(Required work):
Please list every person quoted by name in the excerpt on radiology reading room design below.

(Document extract):
-- Opening Marker --

At the facility, radiologists have their own individual reading room with no windows, equipped with an Anthro Carl’s Table workstation, four monitors, phone, fax machine and temperature control. Within the rooms are fluorescent lighting with two switches for control, Dinwiddie says.
Despite lighting controls, most of the radiologists prefer to shut the room lights off and use the back lighting on the workstation to create indirect light. To take notes and make phone calls, the radiologists often use their task lamp, too, which is attached to the workstation.
Outside the reading rooms, the hallway lighting is turned off, too. Only ambient lighting is used in the hall even though it is equipped with special fluorescent lighting with very small square grids, Dinwiddie says. The grids are “intended to force the lights to project straight down, instead of to sides, potentially creating reflective light,” he says.
Can you hear me now?
In choosing where the reading room should be placed within the hospital, Dinwiddie says they chose to put them next to the nuclear medicine department “which has relatively little foot traffic.” The hospital also disconnected the overhead speakers and alarms in the reading area, along with posted hallway signs requesting silence.
“Any sounds can interfere and distract from reading interpretations and could potentially interfere with voice recognition, so any way to reduce noise is helpful to the radiologists,” Dinwiddie says.
Naturally, noise is more of an issue in shared reading rooms. “If you can overhear intelligible conversation, it can be problematic, especially with the rise in voice recognition utilization,” Rostenberg says. Within academic institutions, there is a greater likelihood to have more readers in a room, so “there is always a compromise between privacy and collaboration,” he notes.
To mask extra noise and voices, there is a lot that can be done with partitions, such as modular furniture partitions, but “the smaller the partition, the less sound will be controlled,” Rostenberg says. However, he also says that “one of the best ways to control sound is to not align partition walls in parallel. If they are slightly out of parallel, it actually minimizes the amount of reverberation of sounds.”
Bernstein says that as a step down from placing walls and doors around each workstation, “you can treat surfaces within a more open work environment in a way that they absorb sound, by using softer surfaces, including the ceiling.”
Uniformity reigns
“There is an advantage to uniformity when designing a series of reading areas or workstation within the same project,” Bernstein says. In general, you want to give equivalent people equivalent accommodation, therefore creating more flexibility,” Bernstein says. “There is a risk in over-customization, especially due to the mobility of individual physicians.”
While there is not one standard solution to combat ergonomic issues, “workstations and monitor arrangements come in a huge variety of options. Therefore, the department or practice needs to determine what makes the most sense for how they read,” says Rostenberg. However, he notes that adjustability remains important for the comfort and usability of several radiologists sharing the same workstation. As a result, even if the department or practice purchases several of the same workstation, there is variability within that one choice.
Flexibility from sitting to standing and vice versa is preferred, too. One of the radiologists at Memorial Hermann Katy Hospital, for example, prefers to read while standing in the latter half of the day. He adjusts the workstation to the highest setting, regardless of which room he is using.
“While I often support standardization, it’s probably helpful to form a committee during the transition process to develop standards that work for that particular organization for continuity. There is a definite value for standardization, as long as that standard has enough variability to work for different sizes and ages [of users],” Rostenberg concludes.

-- Closing Marker --

(Data):
-- Opening Marker --

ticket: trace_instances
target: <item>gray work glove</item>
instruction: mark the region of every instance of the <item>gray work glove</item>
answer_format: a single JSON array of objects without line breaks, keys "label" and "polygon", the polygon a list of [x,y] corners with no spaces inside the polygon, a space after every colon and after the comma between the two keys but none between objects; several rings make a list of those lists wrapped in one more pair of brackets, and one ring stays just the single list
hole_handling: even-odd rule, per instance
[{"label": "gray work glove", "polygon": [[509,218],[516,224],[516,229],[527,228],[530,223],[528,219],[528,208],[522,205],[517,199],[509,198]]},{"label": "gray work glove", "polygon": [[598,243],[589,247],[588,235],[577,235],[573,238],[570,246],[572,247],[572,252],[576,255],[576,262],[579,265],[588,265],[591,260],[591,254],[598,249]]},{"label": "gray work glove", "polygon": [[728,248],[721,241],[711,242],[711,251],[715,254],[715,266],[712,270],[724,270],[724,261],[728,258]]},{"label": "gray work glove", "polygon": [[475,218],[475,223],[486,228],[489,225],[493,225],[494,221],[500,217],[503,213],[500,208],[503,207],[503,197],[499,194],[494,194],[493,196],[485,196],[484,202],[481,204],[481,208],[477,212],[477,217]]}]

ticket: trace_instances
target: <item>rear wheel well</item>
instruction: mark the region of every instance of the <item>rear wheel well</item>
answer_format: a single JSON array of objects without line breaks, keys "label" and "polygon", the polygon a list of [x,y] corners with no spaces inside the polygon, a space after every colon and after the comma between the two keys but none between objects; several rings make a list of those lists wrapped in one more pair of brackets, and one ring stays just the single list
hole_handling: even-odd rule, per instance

-- Closing Marker --

(Exercise response):
Dinwiddie, Rostenberg, Bernstein